■ **Text**
++++++++

Jones played a more central role in the series' early seasons, but appeared in some form in all six seasons of the show, which included time-jumping narratives offering recurring opportunities for its actors even after their characters' deaths.

He won Emmys for best guest actor in a drama series in 2018 and 2020 and was nominated for two more. “Ron was the best of the best — on-screen, on stage, and in real life,” This Is Us creator Dan Fogelman said on X.  “My God: what an actor. I don’t think I ever changed a single take of his in a cut because everything he did was perfect.”

Jones spent most of his career in the theatre before and after This Is Us, returning to Broadway even after his transplant forced him to learn to breathe and walk again. “My whole life has been the stage,” Jones said in a late 2021 interview in which he revealed he had quietly been suffering from respiratory problems since about the time he began on This Is Us. “The idea of not performing again seemed worse to me than death,” Jones said.

He was nominated for a Tony Award and won a 2022 Drama Desk Award for the Broadway role of a truck-stop cook in playwright Lynn Nottage's Clyde's. 

A native of Paterson, New Jersey, Jones graduated from nearby Ramapo College, where he had intended to study jazz but switched to theatre during his sophomore year. He spent the late 1970s and early 1980s travelling the country, working as a bus driver in Southern California for several years.

In the mid-1980s he moved to New York, where his career got a jumpstart when he began hanging out and collaborating at the Nuyorican Poets Café, a vital creative hub for poetry, hip-hop and the performing arts. A breakout role came in 1994 when he landed the lead in playwright Cheryl West's drama, Holiday Heart.

He would spend the ensuing decades constantly in the theatre, often in Off-Broadway plays in New York, including a title turn as Shakespeare's “Richard III” at The Public Theater, and in roles with the Steppenwolf Theatre Company in Chicago.

Jones also had TV guest stints on Mr Robot, Luke Cage and Lisey's Story. His film appearances included 2006's Half Nelson with Ryan Gosling and 2019's Dolemite Is My Name with Eddie Murphy.

++++++++

(Data items)
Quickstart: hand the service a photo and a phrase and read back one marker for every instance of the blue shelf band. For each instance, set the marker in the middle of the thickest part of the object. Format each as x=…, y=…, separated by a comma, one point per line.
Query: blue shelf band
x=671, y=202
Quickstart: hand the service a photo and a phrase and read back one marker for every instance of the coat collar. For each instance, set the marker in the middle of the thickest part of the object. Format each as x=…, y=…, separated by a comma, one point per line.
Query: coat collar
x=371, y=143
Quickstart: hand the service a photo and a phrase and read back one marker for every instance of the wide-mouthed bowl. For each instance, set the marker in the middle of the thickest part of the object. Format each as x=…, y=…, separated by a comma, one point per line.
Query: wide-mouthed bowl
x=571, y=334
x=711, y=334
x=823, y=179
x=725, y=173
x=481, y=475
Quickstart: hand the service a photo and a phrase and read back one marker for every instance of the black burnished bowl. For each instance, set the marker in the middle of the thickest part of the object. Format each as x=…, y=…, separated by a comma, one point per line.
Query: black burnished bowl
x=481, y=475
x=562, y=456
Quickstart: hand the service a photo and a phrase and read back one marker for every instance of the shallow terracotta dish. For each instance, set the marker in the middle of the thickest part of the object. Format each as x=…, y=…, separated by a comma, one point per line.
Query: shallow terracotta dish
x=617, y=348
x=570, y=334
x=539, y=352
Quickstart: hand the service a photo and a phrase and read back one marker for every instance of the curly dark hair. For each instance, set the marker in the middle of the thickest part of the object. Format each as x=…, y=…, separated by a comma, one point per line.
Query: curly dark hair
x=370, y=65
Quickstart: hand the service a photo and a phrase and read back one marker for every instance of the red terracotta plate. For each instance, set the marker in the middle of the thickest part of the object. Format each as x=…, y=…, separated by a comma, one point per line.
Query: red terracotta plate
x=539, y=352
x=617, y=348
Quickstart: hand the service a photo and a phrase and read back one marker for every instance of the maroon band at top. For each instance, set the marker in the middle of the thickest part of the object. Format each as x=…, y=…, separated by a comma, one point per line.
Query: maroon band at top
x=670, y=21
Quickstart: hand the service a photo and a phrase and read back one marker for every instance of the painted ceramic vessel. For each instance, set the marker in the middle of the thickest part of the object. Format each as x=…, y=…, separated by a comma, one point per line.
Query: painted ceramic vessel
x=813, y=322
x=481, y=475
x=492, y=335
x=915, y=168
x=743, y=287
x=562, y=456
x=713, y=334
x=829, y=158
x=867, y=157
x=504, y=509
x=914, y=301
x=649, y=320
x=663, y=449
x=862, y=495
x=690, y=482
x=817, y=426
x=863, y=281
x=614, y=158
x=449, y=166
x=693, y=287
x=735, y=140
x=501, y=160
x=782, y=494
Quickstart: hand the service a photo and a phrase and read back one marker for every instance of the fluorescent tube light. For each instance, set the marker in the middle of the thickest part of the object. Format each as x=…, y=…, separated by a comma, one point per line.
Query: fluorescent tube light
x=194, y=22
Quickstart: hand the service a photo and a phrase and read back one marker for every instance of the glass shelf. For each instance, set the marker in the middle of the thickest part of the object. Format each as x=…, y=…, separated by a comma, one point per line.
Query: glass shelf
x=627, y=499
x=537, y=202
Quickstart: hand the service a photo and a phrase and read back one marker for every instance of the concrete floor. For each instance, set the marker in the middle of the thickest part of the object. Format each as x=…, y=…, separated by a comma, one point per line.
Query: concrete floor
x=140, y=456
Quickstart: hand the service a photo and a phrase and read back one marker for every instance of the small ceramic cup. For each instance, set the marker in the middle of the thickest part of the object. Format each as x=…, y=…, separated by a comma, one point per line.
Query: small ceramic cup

++++++++

■ **Written task 1**
In the article, what job did Jones hold in Southern California for several years?
■ **Written task 2**
Repeat the article from "Jones spent most" down to "for several years.".

■ **Expected answer 1**
He worked as a bus driver.

■ **Expected answer 2**
Jones spent most of his career in the theatre before and after This Is Us, returning to Broadway even after his transplant forced him to learn to breathe and walk again. “My whole life has been the stage,” Jones said in a late 2021 interview in which he revealed he had quietly been suffering from respiratory problems since about the time he began on This Is Us. “The idea of not performing again seemed worse to me than death,” Jones said.

He was nominated for a Tony Award and won a 2022 Drama Desk Award for the Broadway role of a truck-stop cook in playwright Lynn Nottage's Clyde's. 

A native of Paterson, New Jersey, Jones graduated from nearby Ramapo College, where he had intended to study jazz but switched to theatre during his sophomore year. He spent the late 1970s and early 1980s travelling the country, working as a bus driver in Southern California for several years.